* ACTIVIDAD 1
Según el texto sobre los controles sanitarios y las leyes antitabaco, ¿en qué fechas se promulgaron en España las dos leyes llamadas "antitabaco"?
* ACTIVIDAD 2
Prosigue el texto sobre los controles sanitarios y las leyes antitabaco a partir de su última oración.

* TEXTO PROPORCIONADO

Hay cada vez más controles sanitarios de los alimentos que se venden en el mercado, lo que me parece una medida pertinente y muy adecuada. Si algún producto se considera dañino para la salud, porque no reúne las mínimas condiciones de higiene, se retira sin contemplaciones. Este control se realiza también con juguetes y ropa para niños; se extreman las cautelas para evitar que estos puedan sufrir algún incidente indeseado, como un atragantamiento o una intoxicación.

En España, sobre todo desde que pertenece a la Unión Europea, se han tenido que adoptar muchas medidas sobre este particular. Las mismas personas que trabajan en la elaboración de productos cárnicos u otros destinados al consumo tienen que sacarse un certificado de manipulador de alimentos. Hasta se regula cómo tienen que ser los cubos de basura que hay en las cocinas domésticas para arrojar los desperdicios de la comida: con tapa y pedal para poder abrirlo sin usar las manos.

Son normas sanitarias para garantizar que los gérmenes no campen a sus anchas ni en los mercados, ni en las tiendas, ni en los domicilios. Por eso, son de obligado cumplimiento. Nada que ver con los mercados o puestos de comida que uno ha observado por esos mundos de Dios, sobre todo en los países africanos.

A los ciudadanos nos satisface que velen por nuestra salud. Por eso, cuando en España se prohibió fumar en locales públicos, salas de espera, autobuses, metros y lugares de trabajo, incluso muchos fumadores apoyamos estas medidas, aunque otros las consideraron coercitivas. En nuestro país se han promulgado dos leyes llamadas popularmente "antitabaco": la del 26 de diciembre de 2006 y la del 30 de diciembre de 2010. En esta última se amplió la prohibición de fumar en cualquier espacio abierto al público que no esté al aire libre; se hizo una excepción en centros de internamiento penitenciario y psiquiátrico.

Cuando el Parlamento aprobó la primera ley antitabaco en 2006, hubo algunas protestas, sobre todo por parte de las tabacaleras y de los propietarios de bares y restaurantes. Estos últimos aseguraban que iban a perder muchos clientes, porque algunos estaban habituados a tomar café, copa y puro o cigarrillo, lo que iría, además, en detrimento del empleo. Se apeló también a que se restringía la libertad individual y se subrayó que cada uno es dueño de hacer lo que le plazca, aunque ello conlleve atentar contra su propia salud.

* ÍTEMS PROPORCIONADOS

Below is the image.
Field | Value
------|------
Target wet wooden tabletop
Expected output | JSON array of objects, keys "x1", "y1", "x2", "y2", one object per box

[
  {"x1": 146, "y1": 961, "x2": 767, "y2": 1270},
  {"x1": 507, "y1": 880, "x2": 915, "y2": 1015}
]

* RESULTADO DEL EJERCICIO 1
El 26 de diciembre de 2006 y el 30 de diciembre de 2010.

* RESULTADO DEL EJERCICIO 2
Se obligó a incluir en las cajetillas de cigarrillos mensajes disuasorios: "fumar mata", "fumar provoca embolias e invalidez", "su humo es malo para sus hijos, familia y amigos", "los hijos de los fumadores tienen más probabilidades de empezar a fumar", "fumar reduce la fertilidad". E incluso se transcribió en las cajetillas una "ayuda para dejar de fumar", que remite a la página web puedesdejarlo.es. Un buen réspice al tango, cuya letra escribió el catalán Félix Garzo en 1922 y popularizó en España Sara Montiel en 1957: "Fumar es un placer genial, sensual".

Diré de entrada que soy fumador; pero me resulta poco razonable que se pueda elaborar y vender legalmente un producto tan perjudicial para la salud. ¿Se imagina alguien que estuviera permitido vender pescado enlatado con ingrediente de cianuro, siempre y cuando se avisara de ello con una inscripción en el envase?

Corrió la especie de que en España no se prohíbe el tabaco, debido a los elevados impuestos con que se grava las cajetillas de tabaco, en torno al 80 por ciento. Sin embargo, el Estado español anualmente tiene un saldo negativo de entre 4.000 y 6.000 millones de euros, como consecuencia del gasto sanitario que acarrea el tratamiento de las enfermedades vinculadas al tabaquismo.

Entonces, ¿por qué no se prohíbe fumar? Esta es la misma pregunta que se hace el Club de Fumadores por la Tolerancia y añade: "Si el tabaco mata al año a cinco millones de personas en el mundo, los gobernantes serían unos asesinos por permitirlo".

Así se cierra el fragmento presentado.